What the task asks: Set down every record once more, exactly as given.

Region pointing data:
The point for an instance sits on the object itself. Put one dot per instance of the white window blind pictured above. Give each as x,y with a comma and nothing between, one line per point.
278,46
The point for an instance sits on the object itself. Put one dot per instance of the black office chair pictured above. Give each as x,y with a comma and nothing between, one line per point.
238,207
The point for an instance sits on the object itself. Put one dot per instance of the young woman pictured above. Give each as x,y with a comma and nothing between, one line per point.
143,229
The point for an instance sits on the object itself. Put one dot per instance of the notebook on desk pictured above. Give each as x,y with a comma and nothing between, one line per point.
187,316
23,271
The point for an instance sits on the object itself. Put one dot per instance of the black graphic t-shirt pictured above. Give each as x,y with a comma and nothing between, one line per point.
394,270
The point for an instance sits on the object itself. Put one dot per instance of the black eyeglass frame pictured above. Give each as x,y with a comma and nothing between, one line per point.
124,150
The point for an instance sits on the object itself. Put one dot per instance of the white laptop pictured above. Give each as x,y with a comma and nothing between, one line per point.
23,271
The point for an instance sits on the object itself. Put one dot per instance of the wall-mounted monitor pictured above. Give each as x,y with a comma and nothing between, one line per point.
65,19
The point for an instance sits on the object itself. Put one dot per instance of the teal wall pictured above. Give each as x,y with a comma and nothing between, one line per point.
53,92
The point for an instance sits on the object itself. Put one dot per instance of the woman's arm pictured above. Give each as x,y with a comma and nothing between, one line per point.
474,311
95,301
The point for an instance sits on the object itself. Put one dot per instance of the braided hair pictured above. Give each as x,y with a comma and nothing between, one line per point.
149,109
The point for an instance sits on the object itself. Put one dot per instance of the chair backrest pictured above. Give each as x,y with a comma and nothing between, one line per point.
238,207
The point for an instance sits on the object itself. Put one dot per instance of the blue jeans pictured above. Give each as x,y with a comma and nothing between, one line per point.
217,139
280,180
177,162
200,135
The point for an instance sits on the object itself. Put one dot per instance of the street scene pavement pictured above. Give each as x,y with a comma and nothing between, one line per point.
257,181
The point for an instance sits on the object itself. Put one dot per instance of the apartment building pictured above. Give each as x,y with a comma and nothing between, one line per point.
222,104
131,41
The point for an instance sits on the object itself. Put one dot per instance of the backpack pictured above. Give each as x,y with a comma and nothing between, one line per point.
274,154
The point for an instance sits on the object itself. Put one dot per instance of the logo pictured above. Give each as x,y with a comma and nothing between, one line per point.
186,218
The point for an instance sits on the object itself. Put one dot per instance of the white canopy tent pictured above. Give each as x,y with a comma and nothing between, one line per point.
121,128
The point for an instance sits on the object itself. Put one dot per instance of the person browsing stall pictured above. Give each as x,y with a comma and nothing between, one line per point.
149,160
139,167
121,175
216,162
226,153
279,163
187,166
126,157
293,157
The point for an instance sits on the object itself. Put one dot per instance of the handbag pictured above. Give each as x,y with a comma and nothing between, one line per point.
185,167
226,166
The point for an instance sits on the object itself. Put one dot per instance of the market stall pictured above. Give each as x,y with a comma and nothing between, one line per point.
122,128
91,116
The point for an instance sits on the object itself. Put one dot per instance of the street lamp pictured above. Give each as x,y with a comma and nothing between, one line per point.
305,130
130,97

Task result:
The point for an instance sits on the object itself. Put one dot per instance of the white window blind pictured above. Give each as x,y with a comma and nothing between, one line per point.
278,46
The point for an instance sits on the object itself. Put one dot per instance of the black office chair pictured above. Give each as x,y with a comma and nothing between, one line per point.
238,207
The point for an instance sits on the object itself. Put one dot per instance of the young woman pictured above. Give each as x,y with a comma and nothing between, one line per point.
143,229
The point for an instance sits on the object itself. Put one dot per instance of the notebook on desk pictured above. Give each as x,y with a comma and nothing between, one line per point.
187,316
23,271
The point for an instance sits on the object itself. Put one dot per instance of the black graphic t-shirt pictured above. Give each as x,y with a comma and nothing between, one line per point.
394,270
The point for an instance sits on the object itself. Put one dot per instance of the black eyeglass frame pictured above. Give each as x,y with a comma and nothing between, one line per point.
124,150
The point for an instance sits on the object itself. Put one dot per instance of the white laptop pictured above. Give each as x,y with a comma and nothing between, one line per point.
23,271
The point for an instance sits on the object itself. Put one dot per instance of the wall-mounted monitor pictured above. Give each as x,y with a comma and nothing between, one line per point.
65,19
The point for an instance sits on the object itself. Put one dot per instance of the teal wall pictured above. Give each as x,y with a comma and nothing between, one line per point.
53,92
The point for an instance sits on the object itself. Put one dot per instance of the woman's arm pictured above. Give each as x,y with a comma and nothing between, one line per point.
474,311
95,301
The point for an instance sits on the object itself. Put one dot per instance of the braided hair pictured above. Give each as x,y with a comma and nothing between, one line per point.
149,109
The point for an instance sits on the object itself. Put one dot per instance of the chair backrest pictured above. Give each as x,y with a comma and nothing between, one line per point.
238,207
The point for an instance sits on the object itself. Put one dot per instance of the blue jeans pictured above. Give each as x,y with a comma and nothing between, one line per point.
217,139
280,180
177,162
200,135
The point for an instance sits on the object itself. Put one dot per instance of the street scene pavement pictured above. Give each as x,y with a comma and nothing between, one line per point.
257,181
The point for an instance sits on the object itself. Put one dot per instance of the apartment building pictured above. Give each as x,y with a comma and nothing between, one line per point.
222,104
131,41
The point for an instance sits on the object itself. Put one dot per instance of the backpack pictured above. Give each as x,y with a comma and nothing between, one line per point.
274,154
The point for an instance sits on the object itself. Put one dot per instance of the logo pictured above. Give each as x,y with a comma and nothing between, one line per point.
186,218
The point for an instance sits on the object itself. Put one dot per instance of the white canopy tent pictured above. Give each as x,y with a comma and nothing between, one line per point.
121,128
The point for an instance sits on the object itself. Put one dot per instance of the person browsing stall pictured above. Give each as x,y with a comma and nothing between, one line per point.
149,160
139,167
121,175
216,162
226,153
279,163
187,166
126,157
293,157
The point for an instance sits on the object itself. Put one dot per instance of the handbag pictured above. Give each as x,y with a comma and nothing between, one line per point.
185,167
226,166
The point for an instance sits on the object itself. Put one dot per instance of the market stall pictured above. Give each as x,y with a comma and nothing between, one line per point.
122,128
91,116
The point for an instance sits on the object itself. Put one dot per instance of the street lamp pictured above. Give each as x,y with a comma and nothing between, one line per point.
305,130
130,97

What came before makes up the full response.